*Tasks and exercises*
a. Write out the part of the Windows 7 forum thread from "## sxyadii (Oct" up to and including "m playing ...".
b. In the Windows 7 forum thread, which application has desiibond been using rather than Windows Media Center?

*Quoted text*
Enough of your fanboyism **** here. now, there is a separate websites for these rants and you will be most welcome there.

Note: If you want to do anything except ranting about non-apple users on forums, please don't buy a mac!!!


----------



## desiibond (Jul 29, 2009)

cyborg47 said:


> @harshgayatri....u play games??



LOL. he is a super advanced user who uses safari and safari and safari. Gaming is too basic. he won't do that.


----------



## desiibond (Jul 29, 2009)

hellknight said:


> First of all.. please mind your language.. secondly.. no OS wars here.. and thirdly.. the spelling of Crysis is wrong.. no wonder why you got a Mac...



he is just a kid who wants to prove a point that n00bs still exist in this forum


----------



## SunnyChahal (Jul 29, 2009)

Another Windows 7 thread turned into a warzone....... It's getting so monotonous now!


----------



## desiibond (Jul 29, 2009)

anyways, let's come back to the original topic. 

has anyone tried using win7 media center. After the recent Engadget review, I am thinking of trying to use it as primary media application. 

Will post my experience with that soon.


----------



## cyborg47 (Jul 29, 2009)

yeah i installed windows 7 x64 this morning...everything is just smooth, performance is just great compared to vista (oh forget vista!)..havent tried any games yet, will install crysis today....the video quality is brilliant (wonder what MS did to media player)


----------



## desiibond (Jul 29, 2009)

^^I am playing all the games on win7 RC and till now haven't faced any issues. No crashes nothing.

It certainly is the best OS since ice age


----------



## SunnyChahal (Jul 29, 2009)

desiibond said:


> anyways, let's come back to the original topic.
> 
> has anyone tried using win7 media center. After the recent Engadget review, I am thinking of trying to use it as primary media application.
> 
> Will post my experience with that soon.


What the hell? You aren't using WMC as your primary media application as yet? It's 'the' best I suppose.


----------



## desiibond (Jul 29, 2009)

no yaar. not yet. Had few issues with it when it was in Beta stage and been using JetAudio (which is good for ripping movies and moving content to my Cowon D2) but yes the look was brilliant. Am surely gonna try it out today.


----------



## cyborg47 (Jul 29, 2009)

damn this..crysis game doesnt work but the editor works..lol...


----------



## desiibond (Jul 29, 2009)

?? I played full game on win7 x64.


----------



## cyborg47 (Jul 29, 2009)

im using 7600 build..


----------



## hellknight (Jul 29, 2009)

WMC crashes on my system everytime i try to launch it.. i'm using 32-bit build 7100... any remedies.. i've not installed any codec pack though...


----------



## desiibond (Jul 29, 2009)

cyborg47 said:


> im using 7600 build..



hmm. okay. install latest Crysis and GPU updates and check??


----------



## cyborg47 (Jul 29, 2009)

damn...no games are working well....crysis didnt even start, warhead ran well in the begining, but started crashing later, now race driver GRID doesnt work at all....


----------



## azaad_shri75 (Oct 21, 2009)

^^ spammer ban him, already reported.


----------



## sxyadii (Oct 23, 2009)

cyborg47 said:


> damn...no games are working well....crysis didnt even start, warhead ran well in the begining, but started crashing later, now race driver GRID doesnt work at all....


Bro.. GRID is working on Window 7 Build 7600 64BIT... I m playing ...


----------

Point labeling dataset excerpts
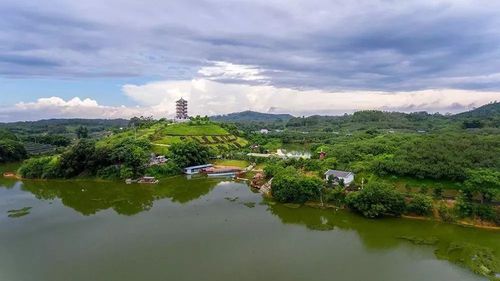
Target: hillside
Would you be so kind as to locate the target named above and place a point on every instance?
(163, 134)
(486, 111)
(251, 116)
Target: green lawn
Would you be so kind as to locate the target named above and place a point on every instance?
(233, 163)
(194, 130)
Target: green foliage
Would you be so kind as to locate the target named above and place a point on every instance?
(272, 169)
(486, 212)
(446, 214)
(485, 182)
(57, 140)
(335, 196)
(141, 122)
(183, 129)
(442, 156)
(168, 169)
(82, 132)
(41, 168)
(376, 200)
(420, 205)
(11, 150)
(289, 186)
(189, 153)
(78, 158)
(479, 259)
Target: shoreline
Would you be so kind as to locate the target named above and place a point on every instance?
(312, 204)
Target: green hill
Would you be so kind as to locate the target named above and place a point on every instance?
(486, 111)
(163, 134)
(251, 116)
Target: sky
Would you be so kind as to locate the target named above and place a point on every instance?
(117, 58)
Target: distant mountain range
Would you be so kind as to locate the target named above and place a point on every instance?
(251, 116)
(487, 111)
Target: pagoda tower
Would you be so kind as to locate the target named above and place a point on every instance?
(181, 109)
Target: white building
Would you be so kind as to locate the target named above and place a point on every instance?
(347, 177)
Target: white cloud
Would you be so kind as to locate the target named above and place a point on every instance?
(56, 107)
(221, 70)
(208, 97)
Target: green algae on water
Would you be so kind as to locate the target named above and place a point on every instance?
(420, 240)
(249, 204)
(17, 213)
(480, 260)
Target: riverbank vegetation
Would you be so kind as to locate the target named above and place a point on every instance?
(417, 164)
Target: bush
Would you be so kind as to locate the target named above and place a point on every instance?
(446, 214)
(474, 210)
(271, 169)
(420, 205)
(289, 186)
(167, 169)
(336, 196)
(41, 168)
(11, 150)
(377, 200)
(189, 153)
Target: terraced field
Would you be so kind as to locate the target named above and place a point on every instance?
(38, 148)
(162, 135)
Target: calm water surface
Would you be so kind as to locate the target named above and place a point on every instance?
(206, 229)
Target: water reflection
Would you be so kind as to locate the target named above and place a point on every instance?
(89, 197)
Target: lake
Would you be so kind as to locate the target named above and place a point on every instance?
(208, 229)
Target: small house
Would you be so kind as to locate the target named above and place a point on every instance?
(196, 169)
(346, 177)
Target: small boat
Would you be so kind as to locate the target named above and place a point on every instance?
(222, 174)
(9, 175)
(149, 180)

* * *

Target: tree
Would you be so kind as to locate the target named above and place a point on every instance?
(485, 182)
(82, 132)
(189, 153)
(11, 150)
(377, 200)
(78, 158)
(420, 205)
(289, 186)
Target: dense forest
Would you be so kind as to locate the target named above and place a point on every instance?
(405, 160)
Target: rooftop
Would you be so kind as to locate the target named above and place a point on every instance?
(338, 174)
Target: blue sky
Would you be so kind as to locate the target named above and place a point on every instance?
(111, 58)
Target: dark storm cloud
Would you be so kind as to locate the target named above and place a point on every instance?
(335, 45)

*Results in order*
a.
## sxyadii (Oct 23, 2009)

cyborg47 said:


> damn...no games are working well....crysis didnt even start, warhead ran well in the begining, but started crashing later, now race driver GRID doesnt work at all....


Bro.. GRID is working on Window 7 Build 7600 64BIT... I m playing ...

b. JetAudio.